_Instructions_.
(a) Reproduce the passage of the North Korean First Corps article between "A source told" and "total formation strength.", inclusive.
(b) Pick up the article on the North Korean First Corps' winter training after its final sentence and continue writing it.

_Provided text_.
--------------------------------
A source told Daily NK on Monday that North Korea’s First Corps has been hit so badly by malnutrition, desertions, and quarantines related to COVID-19 that only half of its personnel is able to take part in this year’s winter training (December-March).

Rumor has it that the corps’ staff officers as well as the General Staff Department were dumbstruck when this unprecedentedly bad conclusion was deduced during a recent internal count carried out in preparation of the training.

According to the source, who is based in Gangwon Province, the General Staff Department’s Ninth Operations Training Department – the section that handles training execution and evaluations – ordered North Korea’s entire military on Nov. 24 to report per-unit statistics on how many personnel will actually take part in training versus the unit’s total formation strength.

In North Korea, all personnel mobilized for outside activities, training, side jobs, construction and other projects must return to their units by the end of November. Even if there are unavoidable circumstances such as deployment to national construction projects, personnel must take part in two weeks of the first month of training (December).

Naturally, the First Corps carried out its own tally. The staff department of First Corps, Second Division in Kumgang County, Gangwon Province, issued a final report that only 65% of its total formation strength will take actual part in the training.

For example, of the 100 personnel of one company, six were hospitalized with contagious tuberculosis, pleuritis or hepatitis, six needed continuous treatment for malnutrition at division infirmaries, four had deserted, and nine were at corps-operated special quarantine facilities or local quarantine facilities run by military health officials due to unusual symptoms or respiratory distress.

North Korean soldiers in Sakju County, North Pyongan Province enlistees biological wafare
North Korean soldiers in Sakju County, North Pyongan Province. / Image: Daily NK

This means the company reported to their superiors that as much as 35% of its troop strength was expected to be on leave due to suspected COVID-19 symptoms or malnutrition.

“Within the military, the numbers of troops per unit  participating in the training reminds people of the Arduous March [the period of mass hunger om the mid-to-late 1990s],” the source said.
--------------------------------
_Data under study_.
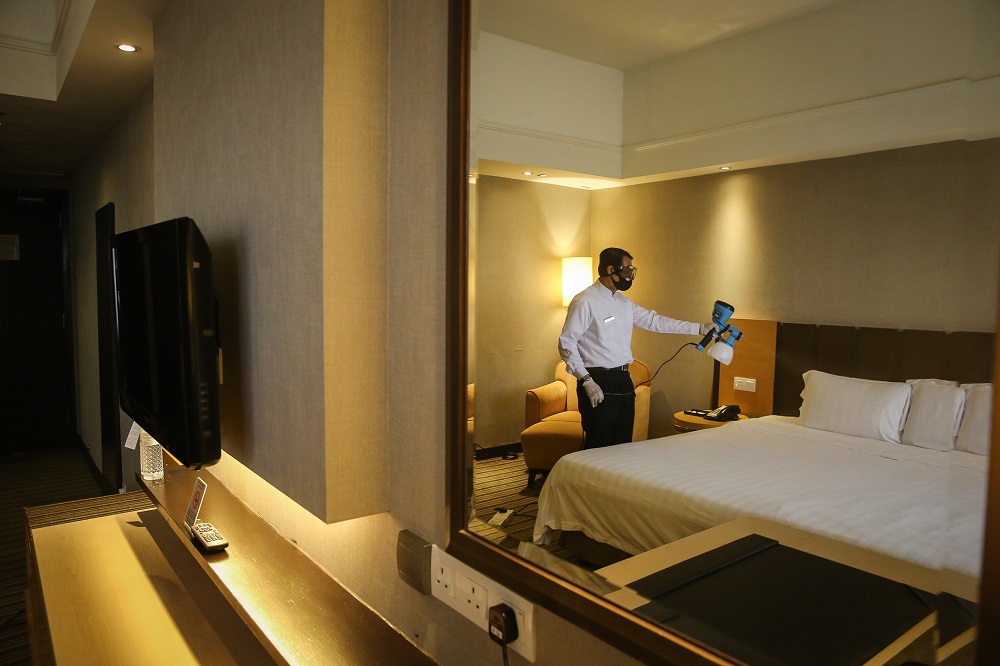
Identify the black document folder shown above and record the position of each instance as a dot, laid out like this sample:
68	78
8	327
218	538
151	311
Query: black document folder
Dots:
760	602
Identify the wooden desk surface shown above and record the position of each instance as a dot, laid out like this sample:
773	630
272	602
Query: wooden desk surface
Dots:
113	595
297	610
919	643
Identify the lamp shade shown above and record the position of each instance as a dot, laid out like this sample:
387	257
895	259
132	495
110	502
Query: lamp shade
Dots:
577	276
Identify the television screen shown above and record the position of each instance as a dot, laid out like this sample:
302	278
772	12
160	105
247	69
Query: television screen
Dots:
167	338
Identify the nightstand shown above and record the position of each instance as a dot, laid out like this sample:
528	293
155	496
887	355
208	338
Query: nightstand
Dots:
687	422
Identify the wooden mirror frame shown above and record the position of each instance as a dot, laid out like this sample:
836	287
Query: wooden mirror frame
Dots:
611	623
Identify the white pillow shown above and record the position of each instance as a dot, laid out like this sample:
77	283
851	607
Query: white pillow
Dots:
942	382
859	407
935	415
974	434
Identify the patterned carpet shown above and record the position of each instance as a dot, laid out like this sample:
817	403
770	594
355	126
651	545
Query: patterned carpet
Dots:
31	479
502	483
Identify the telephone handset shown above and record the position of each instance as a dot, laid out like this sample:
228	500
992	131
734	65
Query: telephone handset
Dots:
724	413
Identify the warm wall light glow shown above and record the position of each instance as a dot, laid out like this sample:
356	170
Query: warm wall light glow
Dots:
577	276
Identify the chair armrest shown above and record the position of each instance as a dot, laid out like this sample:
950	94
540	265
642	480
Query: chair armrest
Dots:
640	427
544	401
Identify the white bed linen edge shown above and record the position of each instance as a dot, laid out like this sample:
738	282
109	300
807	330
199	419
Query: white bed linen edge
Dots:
917	504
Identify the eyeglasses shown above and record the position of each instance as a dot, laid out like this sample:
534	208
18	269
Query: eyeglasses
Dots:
627	272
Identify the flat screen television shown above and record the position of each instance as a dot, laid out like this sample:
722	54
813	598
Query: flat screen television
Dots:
--------------------------------
_Answers to the exercises_.
(a)
A source told Daily NK on Monday that North Korea’s First Corps has been hit so badly by malnutrition, desertions, and quarantines related to COVID-19 that only half of its personnel is able to take part in this year’s winter training (December-March).

Rumor has it that the corps’ staff officers as well as the General Staff Department were dumbstruck when this unprecedentedly bad conclusion was deduced during a recent internal count carried out in preparation of the training.

According to the source, who is based in Gangwon Province, the General Staff Department’s Ninth Operations Training Department – the section that handles training execution and evaluations – ordered North Korea’s entire military on Nov. 24 to report per-unit statistics on how many personnel will actually take part in training versus the unit’s total formation strength.

(b)
“As this is the first time during the training personnel requisition process that so many soldiers are missing, the Training Department is also embarrassed,” another source in the country told Daily NK. “There is even concern about how the remaining soldiers are going to maintain their weapons and equipment due to insufficient formation strength.”  

Accordingly, military officers are scrambling at First Corps command. The General Staff Department has also informed each service that it would evaluate the combat readiness of each unit based foremost on the percentage of its total formation strength that actually takes part in the winter training.

As part of this process to increase the numbers of participants, the authorities focused on malnutrition patients. Orders were given to discharge soldiers from hospitals who are suffering from “no particular illness.” In fact, there have been a string of instances of soldiers rejoining their units straight out of sickbed, the source said. 

Another order was issued to ensure “a participation rate of 90% of more” in the training. The military appears to have judged that it could not realistically drag in soldiers who have been quarantined with COVID-19 symptoms, including fevers or coughs.

Naturally, plans are also afoot to catch deserters. Parents and local party committees have been warned that soldiers who do not return to their units by Dec. 10 will be “dealt with as deserters in accordance with military law.”

The military has essentially threatened that it would apply tough military law on soldiers who not only desert, but also those who have failed to return to their posts, according to the source.